Excerpts of location labeling data:

------------------------

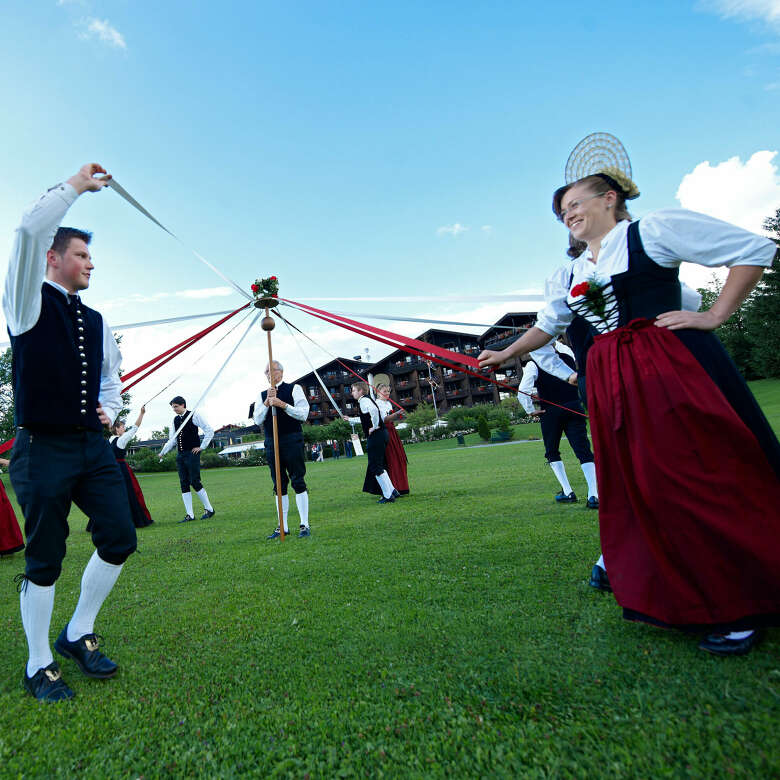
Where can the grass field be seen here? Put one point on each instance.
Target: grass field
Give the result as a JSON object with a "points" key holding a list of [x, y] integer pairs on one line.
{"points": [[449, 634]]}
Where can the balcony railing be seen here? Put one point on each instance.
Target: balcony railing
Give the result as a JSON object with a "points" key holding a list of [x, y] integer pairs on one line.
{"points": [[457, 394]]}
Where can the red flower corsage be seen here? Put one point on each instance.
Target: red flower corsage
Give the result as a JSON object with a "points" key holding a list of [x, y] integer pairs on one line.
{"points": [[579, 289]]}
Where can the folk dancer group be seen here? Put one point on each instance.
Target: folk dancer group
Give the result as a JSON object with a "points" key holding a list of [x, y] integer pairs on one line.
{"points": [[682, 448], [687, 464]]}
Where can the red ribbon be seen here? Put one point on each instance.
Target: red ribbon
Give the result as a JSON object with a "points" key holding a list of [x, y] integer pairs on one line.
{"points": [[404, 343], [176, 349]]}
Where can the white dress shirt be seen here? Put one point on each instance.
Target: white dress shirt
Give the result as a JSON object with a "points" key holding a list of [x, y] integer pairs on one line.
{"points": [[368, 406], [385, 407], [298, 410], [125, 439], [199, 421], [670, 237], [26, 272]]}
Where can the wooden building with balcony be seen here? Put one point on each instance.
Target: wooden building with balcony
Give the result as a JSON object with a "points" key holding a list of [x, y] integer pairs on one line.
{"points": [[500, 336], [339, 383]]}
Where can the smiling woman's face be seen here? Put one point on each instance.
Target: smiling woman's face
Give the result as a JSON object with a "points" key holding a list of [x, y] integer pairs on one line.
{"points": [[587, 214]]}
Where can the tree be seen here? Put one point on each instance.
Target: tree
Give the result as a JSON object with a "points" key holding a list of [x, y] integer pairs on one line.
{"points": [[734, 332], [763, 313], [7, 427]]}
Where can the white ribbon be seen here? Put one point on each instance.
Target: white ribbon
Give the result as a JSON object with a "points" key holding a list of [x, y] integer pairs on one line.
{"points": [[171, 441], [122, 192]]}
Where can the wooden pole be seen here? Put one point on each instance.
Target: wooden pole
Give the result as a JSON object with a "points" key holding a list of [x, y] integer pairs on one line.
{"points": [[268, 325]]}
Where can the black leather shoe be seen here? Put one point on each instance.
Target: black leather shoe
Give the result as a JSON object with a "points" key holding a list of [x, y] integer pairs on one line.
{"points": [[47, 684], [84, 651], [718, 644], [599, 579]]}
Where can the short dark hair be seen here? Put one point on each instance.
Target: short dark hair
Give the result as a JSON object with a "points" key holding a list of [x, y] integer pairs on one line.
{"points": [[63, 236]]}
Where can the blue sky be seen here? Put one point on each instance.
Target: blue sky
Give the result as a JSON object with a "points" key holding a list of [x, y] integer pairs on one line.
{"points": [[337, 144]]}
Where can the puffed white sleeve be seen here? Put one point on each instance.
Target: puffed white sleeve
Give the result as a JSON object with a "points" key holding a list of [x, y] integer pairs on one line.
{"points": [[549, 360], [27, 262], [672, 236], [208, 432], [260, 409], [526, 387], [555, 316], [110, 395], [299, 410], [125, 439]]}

------------------------

— Task directions —
Can you set down, word for word, the lines of the records from the one containing "Where can the black" up to and including the last line of the records?

— Result below —
Where can the black leather shoe be seen here? Put one point on each instance.
Target: black leather shoe
Give the result as a JSON object with a "points" key holding a list of [x, y] integer pairs on one line.
{"points": [[47, 684], [84, 651], [718, 644], [599, 579]]}
Where can the short dark hair be seen here? Put one point on each instance.
Target: short dark hair
Give the result as a JSON object with a "points" key holding a list of [x, y] integer pairs on one line.
{"points": [[63, 236]]}
Where can the blue sky be seen here? Put one point on each instance.
Target: blue sky
Give the result as a JSON object with a "points" key holding a list of [x, y] integer pairs on one line.
{"points": [[337, 144]]}
Where can the puffed white sleeve be seen here? Put one point on each instance.
Target: puffed white sleeve
Give the result as a JSON object with a "points" key holding a list of [x, y] integer pairs on one line.
{"points": [[549, 360], [27, 262], [672, 236], [208, 432], [260, 409], [526, 387], [555, 316], [110, 395], [299, 410], [125, 439]]}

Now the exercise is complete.